──────── Excerpt to read ────────

The Centre for Economic and Social Rights, an American outfit,
"challenges economic injustice as a violation of international human
rights law". Oxfam pledges to support the "rights to a
sustainable livelihood, and the rights and capacities to participate in
societies and make positive changes to people's lives". In a poor
attempt at emulation, the WHO published an inanely titled document -
"A Human Rights Approach to Tuberculosis".
NGOs are becoming not only all-pervasive but more aggressive. In their
capacity as "shareholder activists", they disrupt shareholders
meetings and act to actively tarnish corporate and individual reputations.
Friends of the Earth worked hard last
year to instigate a consumer boycott against Exxon Mobil for not investing
in renewable energy resources and for ignoring global warming. No one -
including other shareholders - understood their demands. But it went down
well with the media, with a few celebrities, and with contributors.
As "think tanks", NGOs issue partisan and biased reports. The
International Crisis Group published a rabid attack on the then incumbent
government of Macedonia, days before an election, relegating the rampant
corruption of its predecessors - whom it seemed to be tacitly supporting -
to a few footnotes. On at least two occasions - in its reports regarding
Bosnia and Zimbabwe - ICG has recommended confrontation, the imposition of
sanctions, and, if all else fails, the use of force. Though the most vocal
and visible, it is far from being the only NGO that advocates
"just" wars.
The ICG is a repository of former heads of state and has-been
politicians and is renowned (and notorious) for its prescriptive - some
say meddlesome - philosophy and tactics. The Economist remarked
sardonically: "To say (that ICG) is 'solving world crises' is to risk
underestimating its ambitions, if overestimating its achievements."
NGOs have orchestrated the violent showdown during the trade talks in
Seattle in 1999 and its repeat performances throughout the world. The
World Bank was so intimidated by the riotous invasion of its premises in
the NGO-choreographed "Fifty Years is Enough" campaign of 1994,
that it now employs dozens of NGO activists and lets NGOs determine many
of its policies.

────────

■ Tasks to carry out
1: Reproduce the entries starting at the line containing "else: point(717, 381)." and ending at the line containing "point(398, 366)", swapping "passenger in window" for "traveler at window" and changing nothing else.
2: Extend the piece on NGO activism past its final sentence.

──────── Input ────────

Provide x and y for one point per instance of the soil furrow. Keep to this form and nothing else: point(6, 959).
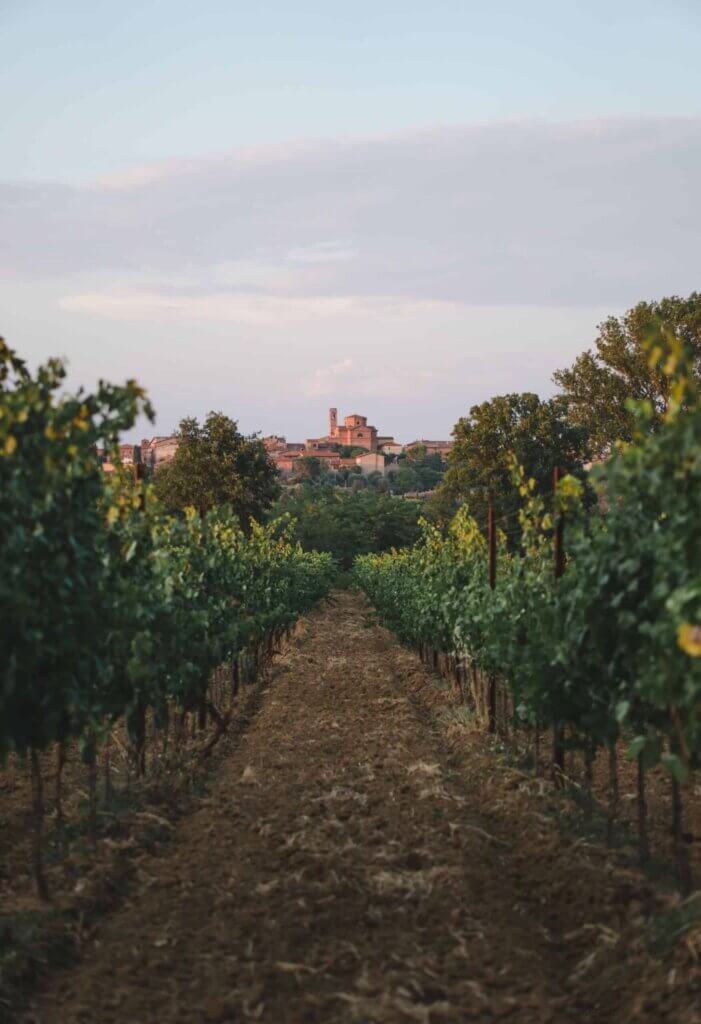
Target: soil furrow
point(342, 869)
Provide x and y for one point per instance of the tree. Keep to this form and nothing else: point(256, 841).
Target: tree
point(216, 465)
point(348, 522)
point(308, 468)
point(537, 433)
point(599, 383)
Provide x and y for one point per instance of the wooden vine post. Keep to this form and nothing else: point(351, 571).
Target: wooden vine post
point(559, 566)
point(491, 539)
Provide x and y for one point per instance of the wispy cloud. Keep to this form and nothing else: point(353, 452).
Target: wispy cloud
point(324, 380)
point(528, 212)
point(268, 310)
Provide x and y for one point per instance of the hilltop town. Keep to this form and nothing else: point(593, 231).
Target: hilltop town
point(354, 444)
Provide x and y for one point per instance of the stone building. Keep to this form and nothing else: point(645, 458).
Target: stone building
point(355, 431)
point(158, 451)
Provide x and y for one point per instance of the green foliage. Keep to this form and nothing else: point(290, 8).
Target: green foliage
point(216, 465)
point(537, 433)
point(599, 384)
point(309, 468)
point(616, 641)
point(107, 604)
point(347, 522)
point(415, 471)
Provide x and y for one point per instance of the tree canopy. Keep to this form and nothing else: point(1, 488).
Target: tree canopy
point(599, 383)
point(348, 522)
point(216, 465)
point(537, 433)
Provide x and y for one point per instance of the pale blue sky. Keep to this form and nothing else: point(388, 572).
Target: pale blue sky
point(86, 87)
point(360, 196)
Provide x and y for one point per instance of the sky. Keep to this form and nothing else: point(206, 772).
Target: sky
point(396, 208)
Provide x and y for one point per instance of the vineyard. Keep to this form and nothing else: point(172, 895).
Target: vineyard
point(363, 842)
point(592, 629)
point(111, 610)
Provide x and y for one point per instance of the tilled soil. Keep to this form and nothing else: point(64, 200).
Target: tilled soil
point(349, 866)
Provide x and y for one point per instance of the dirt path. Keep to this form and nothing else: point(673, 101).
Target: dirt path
point(342, 869)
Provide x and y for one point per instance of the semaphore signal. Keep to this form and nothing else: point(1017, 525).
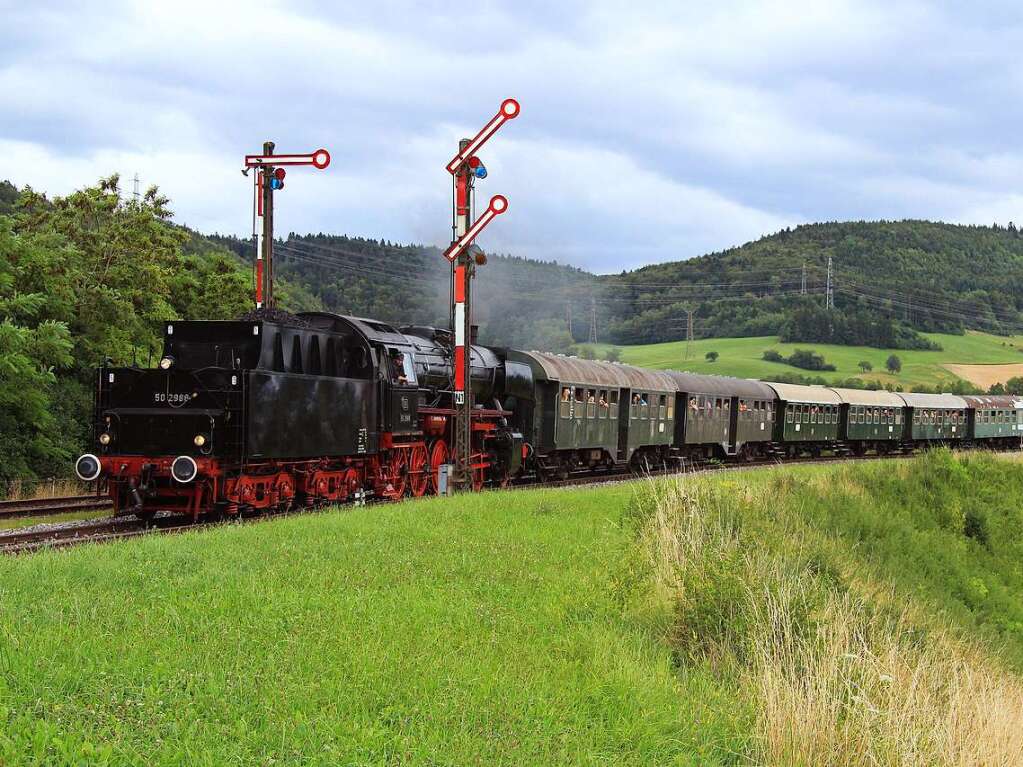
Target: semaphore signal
point(270, 178)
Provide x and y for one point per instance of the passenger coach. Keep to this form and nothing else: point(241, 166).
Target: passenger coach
point(810, 421)
point(590, 414)
point(719, 416)
point(871, 420)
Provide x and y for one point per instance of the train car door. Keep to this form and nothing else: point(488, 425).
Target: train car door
point(624, 416)
point(732, 437)
point(403, 404)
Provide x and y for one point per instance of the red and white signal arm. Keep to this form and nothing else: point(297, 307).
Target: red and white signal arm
point(508, 110)
point(498, 205)
point(319, 160)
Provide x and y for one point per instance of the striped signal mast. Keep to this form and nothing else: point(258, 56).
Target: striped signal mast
point(465, 168)
point(269, 178)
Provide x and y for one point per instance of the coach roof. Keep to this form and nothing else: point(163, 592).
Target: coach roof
point(721, 386)
point(796, 393)
point(574, 370)
point(879, 398)
point(941, 401)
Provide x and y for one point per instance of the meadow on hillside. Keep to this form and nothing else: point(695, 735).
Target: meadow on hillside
point(744, 358)
point(864, 613)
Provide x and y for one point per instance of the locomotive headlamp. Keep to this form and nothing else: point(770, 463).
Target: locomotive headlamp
point(88, 467)
point(184, 468)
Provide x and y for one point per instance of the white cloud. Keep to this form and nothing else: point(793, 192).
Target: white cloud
point(648, 132)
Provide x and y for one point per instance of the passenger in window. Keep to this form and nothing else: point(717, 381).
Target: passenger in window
point(398, 366)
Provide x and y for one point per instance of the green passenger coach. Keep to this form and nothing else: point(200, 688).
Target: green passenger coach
point(996, 418)
point(935, 417)
point(871, 420)
point(722, 416)
point(808, 417)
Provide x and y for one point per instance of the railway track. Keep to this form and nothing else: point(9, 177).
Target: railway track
point(109, 529)
point(51, 506)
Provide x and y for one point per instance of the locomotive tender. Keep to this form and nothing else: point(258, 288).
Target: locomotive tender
point(272, 412)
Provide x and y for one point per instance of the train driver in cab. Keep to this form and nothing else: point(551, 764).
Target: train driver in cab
point(398, 367)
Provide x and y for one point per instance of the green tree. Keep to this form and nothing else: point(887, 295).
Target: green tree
point(32, 348)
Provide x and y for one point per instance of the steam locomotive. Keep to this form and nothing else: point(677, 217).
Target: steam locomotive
point(270, 412)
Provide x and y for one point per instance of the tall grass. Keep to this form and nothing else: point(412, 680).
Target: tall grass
point(841, 668)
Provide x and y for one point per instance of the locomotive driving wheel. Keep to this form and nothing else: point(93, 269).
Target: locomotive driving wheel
point(438, 457)
point(418, 477)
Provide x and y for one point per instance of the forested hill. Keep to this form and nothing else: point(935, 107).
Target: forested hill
point(518, 302)
point(888, 277)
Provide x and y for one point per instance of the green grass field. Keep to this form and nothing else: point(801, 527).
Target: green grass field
point(743, 357)
point(630, 624)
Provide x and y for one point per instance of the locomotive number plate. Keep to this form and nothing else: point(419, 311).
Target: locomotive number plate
point(171, 399)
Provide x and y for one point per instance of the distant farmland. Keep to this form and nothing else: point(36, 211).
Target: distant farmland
point(744, 358)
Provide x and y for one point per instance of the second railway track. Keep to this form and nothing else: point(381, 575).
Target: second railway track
point(51, 506)
point(109, 529)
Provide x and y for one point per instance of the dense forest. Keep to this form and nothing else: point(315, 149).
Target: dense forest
point(890, 279)
point(92, 276)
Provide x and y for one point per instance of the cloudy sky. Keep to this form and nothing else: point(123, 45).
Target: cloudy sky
point(649, 131)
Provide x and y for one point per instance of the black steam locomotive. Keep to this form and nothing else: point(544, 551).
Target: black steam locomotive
point(271, 412)
point(266, 414)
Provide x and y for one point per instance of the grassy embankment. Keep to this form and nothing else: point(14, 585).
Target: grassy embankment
point(743, 358)
point(792, 616)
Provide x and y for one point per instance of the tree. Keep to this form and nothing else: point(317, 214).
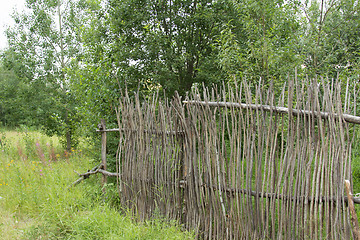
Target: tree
point(161, 44)
point(260, 41)
point(42, 45)
point(330, 41)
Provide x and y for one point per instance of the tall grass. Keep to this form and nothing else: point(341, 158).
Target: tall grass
point(37, 203)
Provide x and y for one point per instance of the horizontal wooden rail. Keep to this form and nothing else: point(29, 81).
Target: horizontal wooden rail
point(325, 115)
point(146, 131)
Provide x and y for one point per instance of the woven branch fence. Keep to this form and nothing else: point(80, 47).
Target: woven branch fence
point(242, 163)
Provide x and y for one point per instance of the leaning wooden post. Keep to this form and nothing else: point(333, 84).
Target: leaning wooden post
point(103, 150)
point(353, 216)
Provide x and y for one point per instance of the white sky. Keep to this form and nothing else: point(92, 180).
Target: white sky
point(6, 9)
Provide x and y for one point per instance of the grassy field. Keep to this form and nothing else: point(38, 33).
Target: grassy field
point(37, 203)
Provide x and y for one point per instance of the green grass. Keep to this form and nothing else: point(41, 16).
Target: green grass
point(37, 203)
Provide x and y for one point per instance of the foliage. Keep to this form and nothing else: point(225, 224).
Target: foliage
point(260, 41)
point(36, 202)
point(42, 45)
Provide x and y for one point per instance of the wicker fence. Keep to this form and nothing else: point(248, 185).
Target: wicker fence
point(242, 163)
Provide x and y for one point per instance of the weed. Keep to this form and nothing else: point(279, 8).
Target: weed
point(36, 202)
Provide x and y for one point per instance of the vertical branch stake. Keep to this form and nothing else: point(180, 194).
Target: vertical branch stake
point(354, 220)
point(103, 150)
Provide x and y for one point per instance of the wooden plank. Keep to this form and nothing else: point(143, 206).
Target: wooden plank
point(103, 151)
point(354, 220)
point(325, 115)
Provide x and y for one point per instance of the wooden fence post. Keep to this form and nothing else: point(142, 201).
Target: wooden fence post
point(103, 150)
point(353, 216)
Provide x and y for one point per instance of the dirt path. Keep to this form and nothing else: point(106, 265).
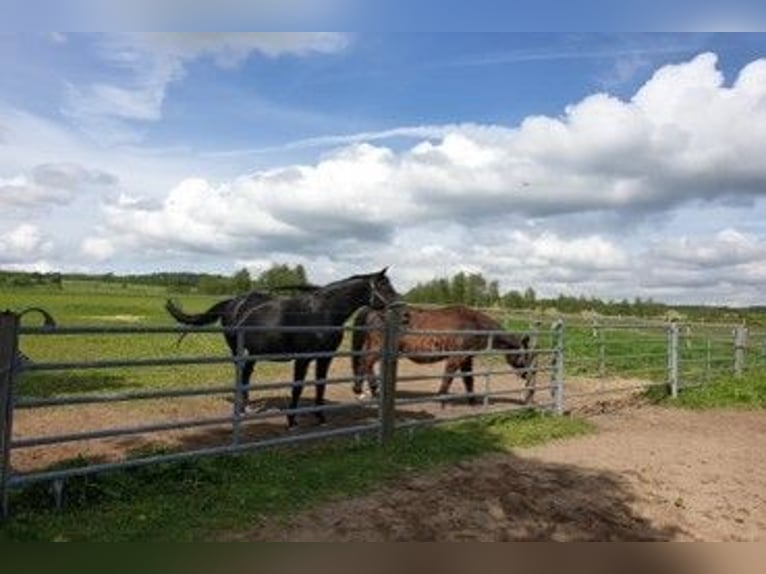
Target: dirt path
point(648, 474)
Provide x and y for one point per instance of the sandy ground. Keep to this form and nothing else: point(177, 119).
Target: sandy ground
point(649, 473)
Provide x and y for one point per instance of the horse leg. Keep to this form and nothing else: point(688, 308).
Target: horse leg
point(369, 373)
point(321, 369)
point(299, 375)
point(466, 368)
point(449, 373)
point(247, 372)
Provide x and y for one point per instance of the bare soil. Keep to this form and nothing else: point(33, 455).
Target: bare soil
point(649, 473)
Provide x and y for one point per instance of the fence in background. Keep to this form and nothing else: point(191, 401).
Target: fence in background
point(588, 356)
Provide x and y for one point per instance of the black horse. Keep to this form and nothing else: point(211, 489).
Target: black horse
point(326, 308)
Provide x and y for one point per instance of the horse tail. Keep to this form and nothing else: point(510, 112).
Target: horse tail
point(358, 337)
point(212, 315)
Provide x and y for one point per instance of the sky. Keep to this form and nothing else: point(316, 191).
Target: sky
point(615, 166)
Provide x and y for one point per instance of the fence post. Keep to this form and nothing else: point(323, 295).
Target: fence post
point(672, 330)
point(388, 371)
point(557, 382)
point(740, 344)
point(9, 344)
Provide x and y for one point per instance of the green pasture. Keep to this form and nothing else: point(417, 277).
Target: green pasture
point(745, 392)
point(87, 304)
point(636, 352)
point(210, 498)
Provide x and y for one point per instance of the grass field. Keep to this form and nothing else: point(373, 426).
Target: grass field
point(638, 350)
point(202, 499)
point(196, 500)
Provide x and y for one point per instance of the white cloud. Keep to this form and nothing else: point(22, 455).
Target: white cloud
point(24, 242)
point(685, 136)
point(152, 61)
point(50, 183)
point(97, 248)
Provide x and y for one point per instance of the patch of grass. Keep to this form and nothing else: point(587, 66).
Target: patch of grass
point(746, 392)
point(194, 500)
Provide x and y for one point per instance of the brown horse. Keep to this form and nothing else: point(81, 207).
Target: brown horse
point(466, 333)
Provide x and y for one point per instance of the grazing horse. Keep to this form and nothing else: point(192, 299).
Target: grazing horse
point(421, 335)
point(325, 308)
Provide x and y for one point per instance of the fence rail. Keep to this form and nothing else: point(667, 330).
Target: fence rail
point(654, 353)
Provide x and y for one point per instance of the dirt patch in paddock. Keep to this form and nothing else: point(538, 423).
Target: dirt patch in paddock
point(649, 474)
point(50, 421)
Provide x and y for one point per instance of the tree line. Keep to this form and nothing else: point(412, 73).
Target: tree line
point(471, 289)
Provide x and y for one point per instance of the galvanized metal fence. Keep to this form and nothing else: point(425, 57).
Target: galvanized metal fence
point(597, 354)
point(25, 406)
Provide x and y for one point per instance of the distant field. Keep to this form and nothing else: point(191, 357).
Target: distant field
point(638, 351)
point(89, 303)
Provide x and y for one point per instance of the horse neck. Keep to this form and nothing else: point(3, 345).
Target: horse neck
point(345, 299)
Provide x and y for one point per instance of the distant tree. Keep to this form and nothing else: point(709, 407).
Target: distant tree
point(240, 282)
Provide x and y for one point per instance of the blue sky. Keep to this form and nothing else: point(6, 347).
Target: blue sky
point(613, 165)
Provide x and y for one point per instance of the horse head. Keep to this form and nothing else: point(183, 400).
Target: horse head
point(382, 293)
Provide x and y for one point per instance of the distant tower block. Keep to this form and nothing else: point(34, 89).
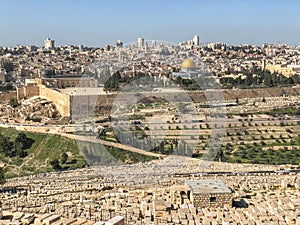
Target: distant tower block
point(49, 44)
point(196, 40)
point(140, 43)
point(119, 44)
point(153, 44)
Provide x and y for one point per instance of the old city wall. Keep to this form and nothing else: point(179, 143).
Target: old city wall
point(27, 92)
point(8, 95)
point(105, 101)
point(61, 101)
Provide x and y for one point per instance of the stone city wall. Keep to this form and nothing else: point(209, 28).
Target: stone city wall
point(8, 95)
point(27, 92)
point(61, 101)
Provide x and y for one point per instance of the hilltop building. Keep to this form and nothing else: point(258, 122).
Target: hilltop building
point(188, 70)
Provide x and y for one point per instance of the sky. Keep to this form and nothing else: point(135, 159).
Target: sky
point(97, 22)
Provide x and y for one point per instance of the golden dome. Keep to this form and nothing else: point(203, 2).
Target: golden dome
point(188, 63)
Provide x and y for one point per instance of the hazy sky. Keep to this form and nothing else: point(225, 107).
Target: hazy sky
point(97, 22)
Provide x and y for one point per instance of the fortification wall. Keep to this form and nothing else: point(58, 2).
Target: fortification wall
point(27, 92)
point(61, 101)
point(7, 96)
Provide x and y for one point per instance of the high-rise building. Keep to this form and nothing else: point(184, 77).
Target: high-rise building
point(196, 40)
point(49, 44)
point(140, 43)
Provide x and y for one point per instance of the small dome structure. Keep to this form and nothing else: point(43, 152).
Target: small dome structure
point(188, 64)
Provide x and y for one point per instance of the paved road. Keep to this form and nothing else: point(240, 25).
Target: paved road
point(112, 144)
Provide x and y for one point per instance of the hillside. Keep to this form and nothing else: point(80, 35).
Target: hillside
point(45, 149)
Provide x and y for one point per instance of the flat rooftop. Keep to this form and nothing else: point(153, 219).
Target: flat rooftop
point(207, 186)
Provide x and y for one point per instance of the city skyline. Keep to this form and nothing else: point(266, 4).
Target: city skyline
point(95, 23)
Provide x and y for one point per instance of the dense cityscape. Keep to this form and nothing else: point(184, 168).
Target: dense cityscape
point(195, 131)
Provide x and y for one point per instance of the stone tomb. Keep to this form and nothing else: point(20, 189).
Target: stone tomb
point(208, 193)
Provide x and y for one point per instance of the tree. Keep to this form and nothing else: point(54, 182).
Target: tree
point(55, 164)
point(64, 158)
point(2, 178)
point(13, 102)
point(6, 146)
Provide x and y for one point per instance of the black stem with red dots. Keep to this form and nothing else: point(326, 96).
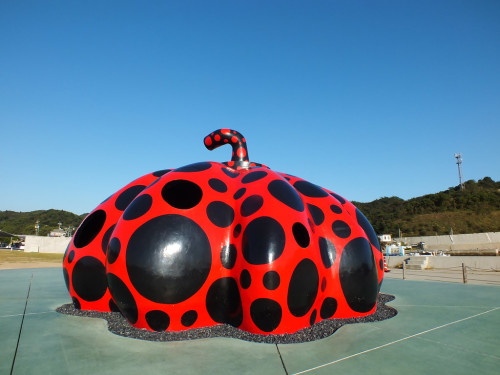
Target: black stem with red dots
point(222, 137)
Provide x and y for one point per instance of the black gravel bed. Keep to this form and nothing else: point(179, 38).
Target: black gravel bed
point(118, 325)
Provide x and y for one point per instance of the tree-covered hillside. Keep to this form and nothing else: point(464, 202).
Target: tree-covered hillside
point(474, 209)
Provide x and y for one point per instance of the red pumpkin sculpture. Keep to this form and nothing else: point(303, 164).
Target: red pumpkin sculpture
point(229, 243)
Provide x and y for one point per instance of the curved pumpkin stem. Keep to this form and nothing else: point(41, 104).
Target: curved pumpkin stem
point(222, 137)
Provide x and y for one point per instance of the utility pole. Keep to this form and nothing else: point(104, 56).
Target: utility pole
point(459, 163)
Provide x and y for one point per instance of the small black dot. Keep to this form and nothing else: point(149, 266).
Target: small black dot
point(253, 176)
point(341, 229)
point(239, 193)
point(245, 279)
point(217, 185)
point(182, 194)
point(301, 235)
point(271, 280)
point(188, 318)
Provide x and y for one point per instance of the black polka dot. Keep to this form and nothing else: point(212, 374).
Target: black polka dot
point(336, 209)
point(182, 194)
point(89, 278)
point(341, 229)
point(309, 189)
point(220, 214)
point(168, 258)
point(358, 275)
point(328, 308)
point(251, 205)
point(188, 318)
point(66, 277)
point(327, 251)
point(286, 194)
point(138, 207)
point(114, 248)
point(106, 237)
point(323, 284)
point(271, 280)
point(112, 306)
point(230, 173)
point(217, 185)
point(127, 196)
point(316, 213)
point(301, 235)
point(196, 167)
point(370, 233)
point(123, 298)
point(239, 193)
point(89, 229)
point(266, 314)
point(303, 288)
point(228, 256)
point(76, 303)
point(158, 320)
point(338, 197)
point(312, 318)
point(263, 241)
point(223, 302)
point(245, 279)
point(237, 231)
point(253, 176)
point(161, 173)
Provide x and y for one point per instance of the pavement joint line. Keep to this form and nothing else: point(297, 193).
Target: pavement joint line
point(396, 341)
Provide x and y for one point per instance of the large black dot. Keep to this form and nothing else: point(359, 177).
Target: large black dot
point(123, 298)
point(223, 302)
point(157, 320)
point(230, 173)
point(327, 251)
point(266, 314)
point(182, 194)
point(106, 237)
point(195, 167)
point(303, 288)
point(251, 205)
point(253, 176)
point(217, 185)
point(161, 173)
point(316, 213)
point(127, 196)
point(89, 229)
point(245, 279)
point(239, 193)
point(271, 280)
point(341, 229)
point(338, 197)
point(89, 278)
point(188, 318)
point(328, 308)
point(286, 194)
point(220, 214)
point(168, 258)
point(263, 241)
point(114, 248)
point(228, 256)
point(138, 207)
point(301, 234)
point(309, 189)
point(370, 233)
point(358, 275)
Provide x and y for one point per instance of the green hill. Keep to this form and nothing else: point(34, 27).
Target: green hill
point(475, 209)
point(24, 222)
point(472, 210)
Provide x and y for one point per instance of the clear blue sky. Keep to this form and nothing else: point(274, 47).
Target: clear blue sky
point(366, 98)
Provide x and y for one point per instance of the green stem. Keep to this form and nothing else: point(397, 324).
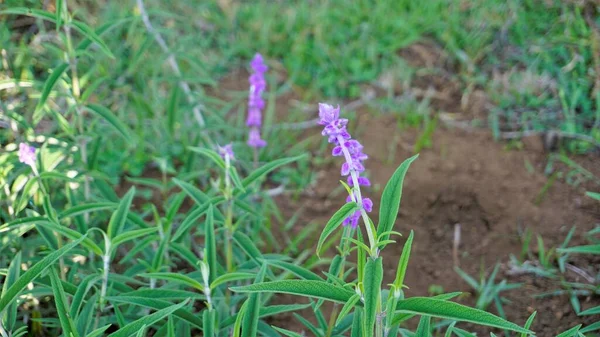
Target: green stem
point(76, 91)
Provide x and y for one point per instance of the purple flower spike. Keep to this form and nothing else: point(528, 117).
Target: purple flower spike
point(254, 139)
point(336, 133)
point(226, 151)
point(256, 104)
point(27, 154)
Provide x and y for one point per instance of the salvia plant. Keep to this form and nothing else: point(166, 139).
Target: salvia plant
point(84, 260)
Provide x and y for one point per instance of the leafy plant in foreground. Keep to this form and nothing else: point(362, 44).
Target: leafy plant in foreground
point(371, 310)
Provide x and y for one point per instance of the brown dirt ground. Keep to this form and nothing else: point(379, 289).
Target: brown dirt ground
point(465, 178)
point(468, 179)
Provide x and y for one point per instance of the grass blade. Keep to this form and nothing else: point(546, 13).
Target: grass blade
point(117, 221)
point(309, 288)
point(147, 320)
point(390, 199)
point(335, 221)
point(115, 122)
point(11, 293)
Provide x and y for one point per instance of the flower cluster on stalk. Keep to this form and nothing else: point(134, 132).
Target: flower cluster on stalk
point(27, 154)
point(337, 134)
point(256, 104)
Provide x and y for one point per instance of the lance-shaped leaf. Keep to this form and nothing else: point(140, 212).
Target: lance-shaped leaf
point(390, 199)
point(308, 288)
point(335, 221)
point(147, 320)
point(11, 293)
point(117, 221)
point(113, 120)
point(454, 311)
point(372, 292)
point(265, 169)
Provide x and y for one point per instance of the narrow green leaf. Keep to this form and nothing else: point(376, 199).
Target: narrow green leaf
point(60, 298)
point(48, 86)
point(172, 109)
point(593, 195)
point(449, 330)
point(248, 246)
point(9, 295)
point(211, 245)
point(147, 320)
point(348, 306)
point(208, 319)
point(309, 288)
point(590, 311)
point(90, 34)
point(590, 249)
point(265, 169)
point(297, 270)
point(9, 318)
point(132, 235)
point(403, 262)
point(158, 304)
point(189, 221)
point(390, 199)
point(59, 13)
point(175, 277)
point(99, 332)
point(266, 312)
point(113, 120)
point(528, 323)
point(141, 332)
point(424, 327)
point(237, 326)
point(287, 332)
point(211, 154)
point(117, 221)
point(571, 332)
point(86, 284)
point(237, 181)
point(335, 221)
point(455, 311)
point(251, 317)
point(372, 292)
point(198, 196)
point(357, 323)
point(86, 208)
point(36, 13)
point(231, 277)
point(591, 327)
point(315, 331)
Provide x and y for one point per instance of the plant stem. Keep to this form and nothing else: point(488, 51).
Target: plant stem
point(3, 332)
point(198, 107)
point(357, 197)
point(76, 91)
point(104, 286)
point(228, 224)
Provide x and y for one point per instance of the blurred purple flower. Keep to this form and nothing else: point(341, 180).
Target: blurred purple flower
point(27, 154)
point(351, 149)
point(255, 101)
point(254, 139)
point(226, 151)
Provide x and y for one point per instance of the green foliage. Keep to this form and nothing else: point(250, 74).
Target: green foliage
point(131, 222)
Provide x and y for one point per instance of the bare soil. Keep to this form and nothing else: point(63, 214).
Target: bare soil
point(465, 179)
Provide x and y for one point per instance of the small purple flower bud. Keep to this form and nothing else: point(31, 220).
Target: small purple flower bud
point(362, 181)
point(254, 139)
point(368, 204)
point(337, 134)
point(27, 154)
point(226, 151)
point(256, 104)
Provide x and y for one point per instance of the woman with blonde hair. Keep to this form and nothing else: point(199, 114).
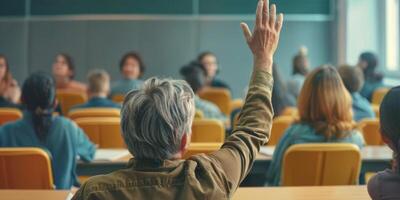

────────

■ Set of answers
1:
Provide x and y for one point per instance of the traveler at window. Keep to this form and nothing else: point(717, 381).
Target: traveler at window
point(398, 366)

2:
NGO activists have joined the armed - though mostly peaceful - rebels
of the Chiapas region in Mexico. Norwegian NGOs sent members to forcibly
board whaling ships. In the USA, anti-abortion activists have murdered
doctors. In Britain, animal rights zealots have both assassinated
experimental scientists and wrecked property.
Birth control NGOs carry out mass sterilizations in poor countries,
financed by rich country governments in a bid to stem immigration. NGOs
buy slaves in Sudan thus encouraging the practice of slave hunting
throughout sub-Saharan Africa. Other NGOs actively collaborate with
"rebel" armies - a euphemism for terrorists.
NGOs lack a synoptic view and their work often undermines efforts by
international organizations such as the UNHCR and by governments.
Poorly-paid local officials have to contend with crumbling budgets as the
funds are diverted to rich expatriates doing the same job for a multiple
of the cost and with inexhaustible hubris.
This is not conducive to happy co-existence between foreign do-gooders
and indigenous governments. Sometimes NGOs seem to be an ingenious ploy to
solve Western unemployment at the expense of down-trodden natives. This is
a misperception driven by envy and avarice.
But it is still powerful enough to foster resentment and worse. NGOs
are on the verge of provoking a ruinous backlash against them in their
countries of destination. That would be a pity. Some of them are doing
indispensable work. If only they were a wee more sensitive and somewhat
less ostentatious. But then they wouldn't be NGOs, would they?